Only those lines running from the line that contains "of the sauteed" through the end of the material are to be written out, each exactly as shown.

→ **RECORD SET**
-------
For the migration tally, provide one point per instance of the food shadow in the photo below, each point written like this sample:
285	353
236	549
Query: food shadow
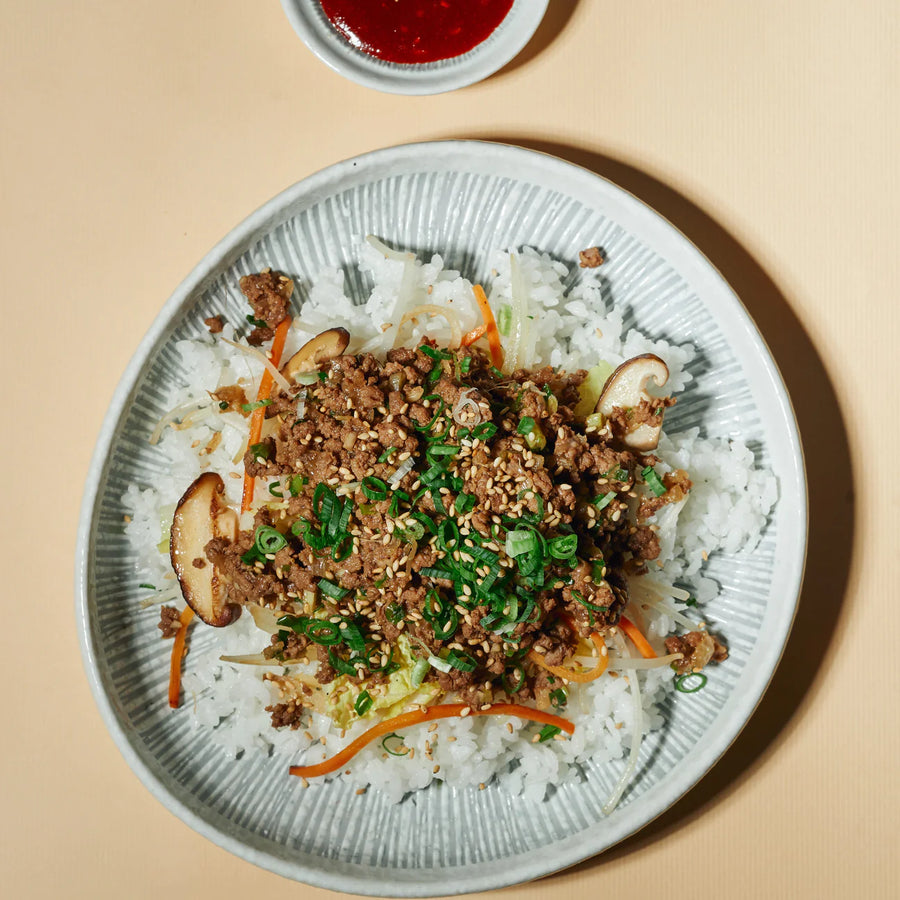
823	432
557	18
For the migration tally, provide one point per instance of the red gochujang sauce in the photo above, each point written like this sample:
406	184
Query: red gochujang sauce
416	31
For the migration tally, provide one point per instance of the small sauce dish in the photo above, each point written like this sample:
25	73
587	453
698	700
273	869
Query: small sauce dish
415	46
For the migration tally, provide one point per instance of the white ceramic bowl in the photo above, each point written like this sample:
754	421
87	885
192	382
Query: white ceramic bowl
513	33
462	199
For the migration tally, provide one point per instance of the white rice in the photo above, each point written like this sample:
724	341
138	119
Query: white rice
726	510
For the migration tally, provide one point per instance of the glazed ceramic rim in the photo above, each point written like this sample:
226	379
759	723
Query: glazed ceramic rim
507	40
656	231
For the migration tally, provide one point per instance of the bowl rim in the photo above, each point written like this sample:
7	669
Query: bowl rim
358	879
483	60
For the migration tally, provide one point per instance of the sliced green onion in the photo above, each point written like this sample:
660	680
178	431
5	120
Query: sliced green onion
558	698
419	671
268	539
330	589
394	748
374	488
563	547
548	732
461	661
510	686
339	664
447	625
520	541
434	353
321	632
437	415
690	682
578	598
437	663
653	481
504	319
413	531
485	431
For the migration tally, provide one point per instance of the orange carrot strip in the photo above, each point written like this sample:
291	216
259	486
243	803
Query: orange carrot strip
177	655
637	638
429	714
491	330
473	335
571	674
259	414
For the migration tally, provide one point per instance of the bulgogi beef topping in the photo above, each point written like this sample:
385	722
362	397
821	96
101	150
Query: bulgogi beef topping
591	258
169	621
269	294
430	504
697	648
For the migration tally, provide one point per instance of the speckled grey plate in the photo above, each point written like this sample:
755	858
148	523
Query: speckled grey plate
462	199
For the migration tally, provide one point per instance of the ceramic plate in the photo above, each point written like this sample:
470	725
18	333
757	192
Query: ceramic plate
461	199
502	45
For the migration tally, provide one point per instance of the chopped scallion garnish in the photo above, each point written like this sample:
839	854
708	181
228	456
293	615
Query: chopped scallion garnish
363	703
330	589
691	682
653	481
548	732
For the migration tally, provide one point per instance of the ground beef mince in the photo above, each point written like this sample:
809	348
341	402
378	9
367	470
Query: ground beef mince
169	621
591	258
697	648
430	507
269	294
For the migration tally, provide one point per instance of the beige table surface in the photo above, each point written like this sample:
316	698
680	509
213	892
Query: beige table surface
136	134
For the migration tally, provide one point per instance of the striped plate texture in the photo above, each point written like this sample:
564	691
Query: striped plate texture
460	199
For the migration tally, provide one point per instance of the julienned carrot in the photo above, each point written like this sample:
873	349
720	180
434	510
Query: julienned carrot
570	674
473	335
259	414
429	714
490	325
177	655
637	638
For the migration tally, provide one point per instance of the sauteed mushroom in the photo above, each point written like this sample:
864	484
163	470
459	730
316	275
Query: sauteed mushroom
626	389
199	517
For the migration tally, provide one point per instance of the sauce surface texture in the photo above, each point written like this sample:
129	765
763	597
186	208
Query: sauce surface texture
-------
→ **RESULT FOR THIS EXERCISE**
For the migration tally, provide one point per instance of the sauteed mushroom in the photo above, each point written like this sample:
864	484
163	470
459	730
316	275
Query: sauteed mushroom
626	389
199	517
For the migration tally, provide one point per instance of the sauce surface texture in the photo above, each point written like this sample:
129	765
763	597
186	208
Query: sauce surface texture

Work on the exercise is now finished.